▶ **Data excerpts**:

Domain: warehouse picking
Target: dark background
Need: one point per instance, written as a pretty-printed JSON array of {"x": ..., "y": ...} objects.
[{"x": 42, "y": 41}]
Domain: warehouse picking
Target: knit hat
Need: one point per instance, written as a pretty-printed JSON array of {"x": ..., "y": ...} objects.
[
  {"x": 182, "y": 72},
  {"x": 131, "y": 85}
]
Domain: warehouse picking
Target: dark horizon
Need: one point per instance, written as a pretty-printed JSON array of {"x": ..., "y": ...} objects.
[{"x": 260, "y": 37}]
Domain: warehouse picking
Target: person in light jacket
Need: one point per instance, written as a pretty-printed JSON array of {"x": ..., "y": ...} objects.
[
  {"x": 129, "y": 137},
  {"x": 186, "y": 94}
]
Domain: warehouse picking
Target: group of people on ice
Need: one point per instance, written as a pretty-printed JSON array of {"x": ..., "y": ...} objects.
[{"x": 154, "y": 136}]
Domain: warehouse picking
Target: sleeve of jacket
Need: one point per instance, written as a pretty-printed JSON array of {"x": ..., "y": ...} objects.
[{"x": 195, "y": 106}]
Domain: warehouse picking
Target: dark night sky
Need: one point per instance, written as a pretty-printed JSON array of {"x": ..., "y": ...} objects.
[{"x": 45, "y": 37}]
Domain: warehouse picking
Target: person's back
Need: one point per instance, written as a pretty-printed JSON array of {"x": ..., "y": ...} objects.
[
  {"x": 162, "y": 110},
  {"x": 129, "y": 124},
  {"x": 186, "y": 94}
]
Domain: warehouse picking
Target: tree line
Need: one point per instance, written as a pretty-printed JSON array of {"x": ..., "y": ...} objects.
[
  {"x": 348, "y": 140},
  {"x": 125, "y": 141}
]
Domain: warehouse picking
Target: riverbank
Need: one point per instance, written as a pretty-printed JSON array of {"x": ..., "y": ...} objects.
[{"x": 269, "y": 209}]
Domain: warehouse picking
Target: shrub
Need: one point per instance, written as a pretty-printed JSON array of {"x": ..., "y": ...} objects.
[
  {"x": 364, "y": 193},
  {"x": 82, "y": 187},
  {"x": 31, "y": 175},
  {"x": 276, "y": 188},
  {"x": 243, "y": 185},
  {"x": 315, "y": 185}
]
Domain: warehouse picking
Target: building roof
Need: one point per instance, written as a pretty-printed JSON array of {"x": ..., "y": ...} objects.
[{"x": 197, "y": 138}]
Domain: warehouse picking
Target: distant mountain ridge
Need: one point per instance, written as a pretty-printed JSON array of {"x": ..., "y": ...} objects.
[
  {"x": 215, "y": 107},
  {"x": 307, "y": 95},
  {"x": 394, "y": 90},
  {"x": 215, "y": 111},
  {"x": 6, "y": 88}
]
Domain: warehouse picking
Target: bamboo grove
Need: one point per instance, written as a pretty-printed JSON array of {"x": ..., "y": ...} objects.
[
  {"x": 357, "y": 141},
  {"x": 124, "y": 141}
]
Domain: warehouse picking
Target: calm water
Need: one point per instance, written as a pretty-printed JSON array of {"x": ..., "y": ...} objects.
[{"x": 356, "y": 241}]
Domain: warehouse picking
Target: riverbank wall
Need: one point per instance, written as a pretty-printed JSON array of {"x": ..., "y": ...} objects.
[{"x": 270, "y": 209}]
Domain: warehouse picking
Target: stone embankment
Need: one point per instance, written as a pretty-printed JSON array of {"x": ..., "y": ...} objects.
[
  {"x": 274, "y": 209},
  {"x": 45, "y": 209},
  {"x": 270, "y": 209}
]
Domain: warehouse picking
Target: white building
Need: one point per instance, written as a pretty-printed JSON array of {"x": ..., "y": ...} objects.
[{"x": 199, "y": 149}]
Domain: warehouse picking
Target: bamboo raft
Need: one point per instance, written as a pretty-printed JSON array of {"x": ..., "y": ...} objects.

▶ **What is expected**:
Please restate the whole listing word for word.

▶ **Task answer**:
Domain: warehouse picking
Target: dark background
Need: one point per instance, written as a pretty-printed JSON array of {"x": ..., "y": ...} objects.
[{"x": 42, "y": 41}]
Domain: warehouse picking
Target: knit hat
Need: one point per instance, written as a pretty-printed JSON array of {"x": ..., "y": ...} objects.
[
  {"x": 182, "y": 72},
  {"x": 131, "y": 85}
]
Domain: warehouse picking
Target: dark horizon
Need: one point per instance, written as a pretty-printed JSON array of {"x": ..., "y": ...} objects.
[{"x": 260, "y": 37}]
Domain: warehouse picking
Target: person in light jacket
Need: one point per instance, written as a pretty-printed JSON array of {"x": ..., "y": ...} objects.
[
  {"x": 129, "y": 137},
  {"x": 186, "y": 94}
]
Domain: warehouse picking
Target: group of people on ice
Need: one point per instance, written as a pretty-printed JSON array of {"x": ..., "y": ...} objects.
[{"x": 154, "y": 136}]
Domain: warehouse picking
Target: sleeve of jacket
Need: one point per instance, written as a pretty-printed JSON array of {"x": ..., "y": ...} objects.
[{"x": 195, "y": 106}]
Domain: warehouse picking
Target: dark night sky
Need: one point per instance, written as a pretty-printed JSON array of {"x": ..., "y": ...} objects.
[{"x": 45, "y": 37}]
Domain: warehouse picking
Target: person's back
Need: one point per instance, written as a pretty-printed JSON array of {"x": ..., "y": ...} objects.
[
  {"x": 162, "y": 110},
  {"x": 129, "y": 124},
  {"x": 186, "y": 94}
]
Domain: warehouse picking
Target: tree line
Need: one point per instance, written as a pretty-printed JSON array of {"x": ..., "y": ...} objects.
[
  {"x": 348, "y": 140},
  {"x": 125, "y": 141}
]
Domain: warehouse picking
Target: riverbank
Need: one point per instance, written as a pretty-printed JSON array of {"x": ..., "y": ...} objects.
[{"x": 269, "y": 209}]
Domain: warehouse picking
Target: shrub
Need: one point per instance, written as a pretty-printed JSON array of {"x": ..., "y": ...} objects.
[
  {"x": 364, "y": 193},
  {"x": 82, "y": 187},
  {"x": 31, "y": 175},
  {"x": 276, "y": 188},
  {"x": 243, "y": 185},
  {"x": 315, "y": 185}
]
Domain: warehouse picking
Target: building roof
Need: one point per instance, written as a pretty-printed JSON array of {"x": ..., "y": ...} objects.
[{"x": 197, "y": 138}]
Domain: warehouse picking
Target: distant mountain ridge
Need: one point per instance, written as a pretty-printed JSON array of {"x": ..., "y": ...} objects.
[
  {"x": 215, "y": 107},
  {"x": 307, "y": 95},
  {"x": 394, "y": 90},
  {"x": 215, "y": 111},
  {"x": 6, "y": 88}
]
Domain: warehouse picking
Target: bamboo grove
Need: one point per instance, written as a pretty-printed JSON array of {"x": ..., "y": ...} objects.
[
  {"x": 357, "y": 141},
  {"x": 124, "y": 141}
]
Domain: warehouse picking
Target: calm water
Need: one point per instance, written as a pretty-printed JSON array of {"x": ..., "y": ...} objects.
[{"x": 356, "y": 241}]
Domain: warehouse picking
Target: riverbank wall
Need: one point per instance, written as a pretty-printed JSON array of {"x": ..., "y": ...} objects.
[{"x": 270, "y": 209}]
Domain: warehouse picking
Target: stone embankment
Need: one point per instance, written as a pretty-printed JSON array of {"x": ..., "y": ...} objects.
[
  {"x": 274, "y": 209},
  {"x": 45, "y": 209},
  {"x": 270, "y": 209}
]
Domain: warehouse picking
Target: white building
Need: one point per instance, written as a pretty-printed JSON array of {"x": ..., "y": ...} objects.
[{"x": 199, "y": 149}]
Domain: warehouse picking
Target: bamboo raft
Need: one point per instance, written as a pretty-printed JSON array of {"x": ..., "y": ...} objects.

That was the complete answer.